Start of Provided records
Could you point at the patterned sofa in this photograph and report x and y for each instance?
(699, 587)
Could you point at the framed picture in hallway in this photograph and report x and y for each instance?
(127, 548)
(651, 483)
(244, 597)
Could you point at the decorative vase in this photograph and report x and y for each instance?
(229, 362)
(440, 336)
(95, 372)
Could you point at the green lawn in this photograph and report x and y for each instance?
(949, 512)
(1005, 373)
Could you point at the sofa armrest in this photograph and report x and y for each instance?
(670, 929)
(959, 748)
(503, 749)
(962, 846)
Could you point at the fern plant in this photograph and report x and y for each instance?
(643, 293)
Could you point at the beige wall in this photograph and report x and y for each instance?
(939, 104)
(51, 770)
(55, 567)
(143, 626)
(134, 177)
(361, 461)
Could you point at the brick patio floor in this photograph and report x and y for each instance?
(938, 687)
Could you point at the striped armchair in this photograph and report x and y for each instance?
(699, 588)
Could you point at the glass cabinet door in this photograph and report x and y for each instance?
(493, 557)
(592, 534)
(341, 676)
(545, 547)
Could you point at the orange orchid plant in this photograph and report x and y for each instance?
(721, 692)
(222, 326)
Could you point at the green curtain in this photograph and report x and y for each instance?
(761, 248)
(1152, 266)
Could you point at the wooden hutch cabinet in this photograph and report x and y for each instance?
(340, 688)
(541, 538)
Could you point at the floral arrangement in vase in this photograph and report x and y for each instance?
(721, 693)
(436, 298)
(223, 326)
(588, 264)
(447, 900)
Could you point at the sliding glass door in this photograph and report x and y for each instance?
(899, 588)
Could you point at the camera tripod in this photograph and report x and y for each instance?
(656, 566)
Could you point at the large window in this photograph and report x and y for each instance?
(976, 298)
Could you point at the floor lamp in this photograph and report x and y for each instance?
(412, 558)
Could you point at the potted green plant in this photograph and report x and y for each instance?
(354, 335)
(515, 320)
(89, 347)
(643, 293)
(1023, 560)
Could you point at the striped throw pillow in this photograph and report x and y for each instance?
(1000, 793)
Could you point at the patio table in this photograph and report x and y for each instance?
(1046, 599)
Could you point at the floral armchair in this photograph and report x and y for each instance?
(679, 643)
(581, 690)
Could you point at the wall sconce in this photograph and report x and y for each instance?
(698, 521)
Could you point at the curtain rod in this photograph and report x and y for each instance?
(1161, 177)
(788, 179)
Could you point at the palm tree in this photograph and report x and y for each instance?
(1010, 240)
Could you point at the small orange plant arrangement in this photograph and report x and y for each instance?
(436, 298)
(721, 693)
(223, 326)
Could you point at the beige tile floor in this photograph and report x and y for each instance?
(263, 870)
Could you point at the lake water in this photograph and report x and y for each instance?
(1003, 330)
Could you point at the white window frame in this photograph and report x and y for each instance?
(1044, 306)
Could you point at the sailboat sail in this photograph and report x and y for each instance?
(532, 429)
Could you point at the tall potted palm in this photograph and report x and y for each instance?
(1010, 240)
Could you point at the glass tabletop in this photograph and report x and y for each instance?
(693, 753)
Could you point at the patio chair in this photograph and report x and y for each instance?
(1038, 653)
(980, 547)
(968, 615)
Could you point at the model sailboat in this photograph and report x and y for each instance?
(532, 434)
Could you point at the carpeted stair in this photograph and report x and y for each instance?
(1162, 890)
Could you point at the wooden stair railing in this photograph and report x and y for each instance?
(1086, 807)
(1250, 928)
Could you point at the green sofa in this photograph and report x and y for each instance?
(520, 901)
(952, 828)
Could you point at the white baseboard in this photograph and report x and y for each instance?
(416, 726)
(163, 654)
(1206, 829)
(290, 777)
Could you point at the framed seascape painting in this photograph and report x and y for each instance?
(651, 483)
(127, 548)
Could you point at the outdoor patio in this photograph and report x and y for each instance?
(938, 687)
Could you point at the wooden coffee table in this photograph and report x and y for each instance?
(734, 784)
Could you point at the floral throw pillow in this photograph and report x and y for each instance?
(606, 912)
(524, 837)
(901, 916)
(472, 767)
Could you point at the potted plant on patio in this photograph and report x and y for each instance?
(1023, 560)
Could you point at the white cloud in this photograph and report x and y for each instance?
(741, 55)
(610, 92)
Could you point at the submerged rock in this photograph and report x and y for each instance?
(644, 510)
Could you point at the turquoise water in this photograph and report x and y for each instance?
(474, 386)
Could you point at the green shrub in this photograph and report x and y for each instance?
End of Provided records
Quote the data in full, keeping each word unchanged.

= Result of this task =
Could you point at the patterned sofa in this photograph and report x and y for each instance?
(699, 587)
Could you point at the framed picture in hallway in this photograph and report x and y for each instance?
(127, 548)
(651, 483)
(244, 597)
Could you point at the decorative vase in this photograph and report x and y for each instance?
(229, 362)
(440, 336)
(95, 372)
Could you point at the green lawn in this photograph and report x and y for each instance?
(949, 512)
(1005, 373)
Could you point at the sofa armrest in this photograph and report x and y for each instance?
(670, 929)
(959, 748)
(503, 749)
(962, 846)
Could you point at the fern plant in this photograph and report x and y for each instance?
(643, 293)
Could you point at the beige wall in this photograph and report x and y for each instance?
(939, 104)
(51, 770)
(55, 567)
(143, 626)
(134, 177)
(361, 461)
Could you point at the brick patio floor in this photograph and report x and y for each instance?
(938, 687)
Could you point at the striped armchair in this photograph and report x and y for each instance?
(699, 588)
Could you point at the glass cabinet door in this photograph and report x and y for each instance?
(493, 557)
(592, 534)
(341, 676)
(545, 547)
Could you point at the orange orchid plant in this photograph and report x and y for each instance?
(721, 692)
(222, 326)
Could you point at the green curtain in this photograph and report x and y for each instance?
(761, 248)
(1152, 266)
Could you point at the wooden hutch cabinet in this photograph and report x and y for each instance?
(340, 688)
(541, 538)
Could you point at the floral arrangement in vase in this photograph and report x and y for each instance?
(721, 693)
(436, 298)
(223, 326)
(588, 264)
(447, 900)
Could you point at the sliding glass door in this photograph and report x and y for each instance?
(899, 588)
Could you point at the camera tripod in this photograph and report x and y for each instance?
(656, 566)
Could you point at the large window in this photograph and report x and y for each instance?
(976, 298)
Could you point at the floor lamp in this photograph and report x and y for each instance?
(412, 558)
Could you point at the potted green plant in this photograph and report x and y for each instance?
(354, 335)
(515, 320)
(89, 347)
(643, 293)
(1023, 560)
Could you point at the striped throw pillow in this photograph and report x and y for each instance?
(1000, 793)
Could you point at the patio table in this photograph and report x and y for each instance?
(1046, 599)
Could you point at the floral armchair in this photograph and report x and y for each instance?
(679, 643)
(581, 690)
Could you point at the wall sconce in this photograph and report x and y for each instance?
(698, 521)
Could you point at the curtain rod in this photograph and report x and y for each instance?
(1161, 177)
(788, 179)
Could you point at the palm tree in this photograph and report x and y for each instance?
(1010, 240)
Could you point at the small orange plant arrangement in this photograph and report x and y for each instance?
(436, 298)
(721, 693)
(223, 326)
Could you point at the beige tile floor in this photograph and report x and y for each instance?
(263, 870)
Could you point at the lake water in this photograph and report x and y for each instance?
(1003, 330)
Could you point at the white window frame in this photograph and report x and y for each instance?
(1044, 306)
Could you point at the sailboat sail in this photograph and report x and y for each instance?
(532, 429)
Could you point at the tall potted palm in this photograph and report x and y for each instance?
(1010, 240)
Could you point at the glass tabletop in this photograph and report x and y for each instance?
(693, 753)
Could you point at the patio chair in this photograph and report x and y for each instance?
(1038, 653)
(980, 547)
(968, 615)
Could you point at the model sailboat in this photograph and report x and y for each instance?
(532, 434)
Could you point at the carpeted stair in this photograph and report x and y for each instance?
(1162, 890)
Could you point at the wooden stair railing in this photograph and report x and y for each instance?
(1086, 807)
(1250, 928)
Could you point at the green sofa in this photograph and report x and y for each instance?
(520, 901)
(952, 828)
Could you point at the white baseboard in this photograph and report x and y for each instance?
(416, 726)
(163, 654)
(1206, 829)
(290, 777)
Could you point at the framed seascape painting in this photograph and report x and y for each instance?
(651, 483)
(127, 548)
Could you point at the outdoor patio in this photograph and report x and y for each instance?
(938, 687)
Could you point at the wooden coffee table in this photograph and report x and y for each instance?
(734, 784)
Could you point at the floral throw pillow in this photograph and report x and y for each instance?
(606, 912)
(524, 837)
(901, 916)
(472, 767)
Could you point at the potted plant on patio in this photograph and report x and y for each instance?
(1023, 560)
Could you point at the white cloud in this photograph and report x and y for each instance?
(741, 55)
(610, 92)
Could you point at the submerged rock in this photograph and report x and y for each instance?
(644, 510)
Could you point at the turquoise water in this photograph and report x and y for each instance?
(474, 386)
Could you point at the green shrub in this photograph and report x and y for each instance?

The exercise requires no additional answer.